[Point localization data]

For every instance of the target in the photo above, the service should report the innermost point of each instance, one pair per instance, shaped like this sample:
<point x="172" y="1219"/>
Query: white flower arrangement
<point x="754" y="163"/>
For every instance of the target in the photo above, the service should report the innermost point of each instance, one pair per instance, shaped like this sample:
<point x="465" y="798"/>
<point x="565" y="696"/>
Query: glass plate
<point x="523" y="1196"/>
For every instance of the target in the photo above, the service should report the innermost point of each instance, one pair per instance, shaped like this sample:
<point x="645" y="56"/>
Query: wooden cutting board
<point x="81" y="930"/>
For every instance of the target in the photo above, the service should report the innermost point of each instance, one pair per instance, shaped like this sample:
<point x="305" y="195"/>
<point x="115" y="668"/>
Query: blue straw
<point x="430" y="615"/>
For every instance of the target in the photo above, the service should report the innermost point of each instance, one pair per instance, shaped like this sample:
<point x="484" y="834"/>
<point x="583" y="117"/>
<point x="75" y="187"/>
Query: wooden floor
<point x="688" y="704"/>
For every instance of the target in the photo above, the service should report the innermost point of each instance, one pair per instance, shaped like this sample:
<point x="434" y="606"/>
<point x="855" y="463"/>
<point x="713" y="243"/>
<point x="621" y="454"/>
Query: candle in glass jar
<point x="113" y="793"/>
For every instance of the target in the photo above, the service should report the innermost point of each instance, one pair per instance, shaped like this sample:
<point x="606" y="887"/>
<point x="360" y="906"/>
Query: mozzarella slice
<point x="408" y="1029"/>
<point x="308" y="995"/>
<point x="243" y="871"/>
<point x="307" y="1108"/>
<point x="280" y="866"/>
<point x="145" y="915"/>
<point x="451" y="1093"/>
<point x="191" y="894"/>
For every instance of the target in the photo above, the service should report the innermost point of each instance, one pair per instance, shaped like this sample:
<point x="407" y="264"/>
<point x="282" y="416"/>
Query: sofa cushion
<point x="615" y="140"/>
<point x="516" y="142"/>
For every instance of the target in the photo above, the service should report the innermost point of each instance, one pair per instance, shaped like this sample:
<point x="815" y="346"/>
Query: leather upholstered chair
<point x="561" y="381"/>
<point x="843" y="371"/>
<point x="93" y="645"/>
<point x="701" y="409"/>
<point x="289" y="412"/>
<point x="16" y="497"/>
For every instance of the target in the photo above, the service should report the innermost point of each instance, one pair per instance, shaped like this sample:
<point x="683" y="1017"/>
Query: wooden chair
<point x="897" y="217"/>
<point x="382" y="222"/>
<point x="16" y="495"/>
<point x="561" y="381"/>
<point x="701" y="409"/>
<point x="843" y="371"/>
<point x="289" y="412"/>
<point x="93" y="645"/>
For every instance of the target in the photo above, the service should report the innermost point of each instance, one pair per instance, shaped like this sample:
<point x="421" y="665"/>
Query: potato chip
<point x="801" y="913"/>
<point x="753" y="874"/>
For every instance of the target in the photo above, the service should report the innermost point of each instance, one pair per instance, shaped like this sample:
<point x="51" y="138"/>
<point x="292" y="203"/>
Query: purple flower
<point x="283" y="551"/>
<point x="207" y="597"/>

• _What is being asked_:
For each entry above, write out an exact copy.

• _Exercise output_:
For every instance of the target in the photo above, the service should report the innermost point of each instance, one pair per instance, shaped like this sample:
<point x="172" y="1219"/>
Query: white flower arrangement
<point x="754" y="163"/>
For every instance of the target in the photo above, the service should report the innermost point of each instance, one pair per instance, shaped like this sample:
<point x="465" y="798"/>
<point x="565" y="696"/>
Query: glass plate
<point x="523" y="1196"/>
For every instance of the target in the photo above, the service should report the innermost point of each instance, one pair per instance, shaped like this sample:
<point x="645" y="56"/>
Query: wooden cutting board
<point x="81" y="930"/>
For every instance of the target in the photo above, the service should report the innermost point of each instance, one pair per instance, shaped like this sample:
<point x="305" y="195"/>
<point x="115" y="668"/>
Query: blue straw
<point x="430" y="615"/>
For every instance of the target in the photo above, the service should report the innermost point of each instance, one pair per instance, shaped like this sample:
<point x="484" y="834"/>
<point x="583" y="117"/>
<point x="75" y="187"/>
Query: wooden floor
<point x="688" y="704"/>
For every instance of the target in the photo above, the service should report the innermost point of each instance, one pair per instance, shaped like this sample:
<point x="434" y="606"/>
<point x="855" y="463"/>
<point x="713" y="243"/>
<point x="621" y="454"/>
Query: candle in glass jar
<point x="113" y="793"/>
For every instance of the target in the photo above, the service should report the innermost point of each instance, one pair per instance, shaped like this sample:
<point x="606" y="887"/>
<point x="360" y="906"/>
Query: mozzarella slice
<point x="408" y="1029"/>
<point x="308" y="995"/>
<point x="243" y="871"/>
<point x="307" y="1108"/>
<point x="280" y="866"/>
<point x="145" y="915"/>
<point x="451" y="1093"/>
<point x="191" y="894"/>
For every instance of the target in the photo above, the service should report the innermost point of each instance, one pair per instance, shaped like this sample:
<point x="407" y="264"/>
<point x="282" y="416"/>
Query: sofa cushion
<point x="615" y="140"/>
<point x="516" y="142"/>
For every instance of the target in the photo above, the service should report the innermost point of each instance, one pair per instance, shaped like this sample:
<point x="815" y="346"/>
Query: leather upholstered chair
<point x="561" y="381"/>
<point x="843" y="371"/>
<point x="93" y="645"/>
<point x="701" y="409"/>
<point x="289" y="412"/>
<point x="16" y="497"/>
For every instance of the target in the photo above, the service should report the innermost point of each instance, one pair per instance, shaped like this sample:
<point x="683" y="1017"/>
Query: wooden chair
<point x="897" y="217"/>
<point x="382" y="222"/>
<point x="16" y="495"/>
<point x="561" y="381"/>
<point x="701" y="409"/>
<point x="843" y="371"/>
<point x="289" y="412"/>
<point x="93" y="645"/>
For every instance of the target in the photo above, the service should report the innermost point of each instance, one pair per instance, shaped like this sample:
<point x="421" y="665"/>
Query: potato chip
<point x="801" y="913"/>
<point x="753" y="874"/>
For every instance of the target in the photo above, the service should report the innermost point of each instance, one pair per instance, shaped like this sample:
<point x="51" y="138"/>
<point x="292" y="203"/>
Query: purple flower
<point x="283" y="551"/>
<point x="207" y="597"/>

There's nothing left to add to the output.